How much do you know about Cubs catcher Willson Contreras?

Five things you didn’t know:

  1. Those horses he rides in that video the Cubs play before home games and circulate on social media? They belong to his Florida neighbor and former big-leaguer Victor Martinez. “I love horses,” said Contreras, whose father taught him how to ride as a small child. But he doesn’t have any. And doesn’t have a ranch anyway. “I don’t have to,” he said. “I just go to Victor Martinez’s ranch, and he has 15 or 16 horses. We’re pretty close friends.”
  2. “Carlos Zambrano was an idol for me,” Contreras said, “because he was one of the biggest big-leaguers to come from my hometown. He was one of the guys you looked up to.” Zambrano, Contreras and Pablo Sandoval might be the most prominent big-league players to grow up in Puerto Cabello, Venezuela (Jose Altuve was born there, but did not grow up there).
  3. As far as he’s concerned “everything is normal” with Cardinals catcher Yadier Molina more than a year after Molina’s crabby social media response to Contreras’ assertion at Cubs Convention that the young Cub planned “to be better than” Molina and Buster Posey. “Respect the ranks,” Molina retorted in Spanish – a few months before running into Contreras at the All-Star Game. “We just let it go and talked about baseball, how fast time goes by and about playing hard and trying to keep doing what we’ve been doing,” Contreras said. Besides, Molina seems to have a habit of getting crabby on Instagram. “Yeah, and not just with me,” Contreras said. Just ask Kris Bryant.
  4. He was signed as a third baseman, having played every position growing up except pitcher and catcher. The organization started transitioning him to catcher in 2012, three years after signing him. “They asked me if I wanted to catch; I said I’ll play any position you want me to play,” he said. “I’ve always been a guy who likes to try a lot of things.” Four years later, he was the Cubs’ starting catcher in the World Series.
  5. His powerful throwing arm might have been developed during his youth when he and friends would throw heavy rocks to try to knock mangos out of trees in their neighborhood. “I’m sure,” he said. “I used to throw a lot of rocks, man.”

☆ ☆ ☆ ☆

EXERCISES |
1. Please quote the Willson Contreras piece from "3. As far as" up to and including "ask Kris Bryant.".
2. According to the Willson Contreras piece, in what year did the organization begin moving him to catcher?

RECORDED INFORMATION |

☆ ☆ ☆ ☆

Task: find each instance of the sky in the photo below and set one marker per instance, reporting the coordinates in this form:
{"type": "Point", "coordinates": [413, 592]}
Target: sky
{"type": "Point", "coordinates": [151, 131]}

☆ ☆ ☆ ☆

FULL SOLUTIONS |
1.
3. As far as he’s concerned “everything is normal” with Cardinals catcher Yadier Molina more than a year after Molina’s crabby social media response to Contreras’ assertion at Cubs Convention that the young Cub planned “to be better than” Molina and Buster Posey. “Respect the ranks,” Molina retorted in Spanish – a few months before running into Contreras at the All-Star Game. “We just let it go and talked about baseball, how fast time goes by and about playing hard and trying to keep doing what we’ve been doing,” Contreras said. Besides, Molina seems to have a habit of getting crabby on Instagram. “Yeah, and not just with me,” Contreras said. Just ask Kris Bryant.

2. 2012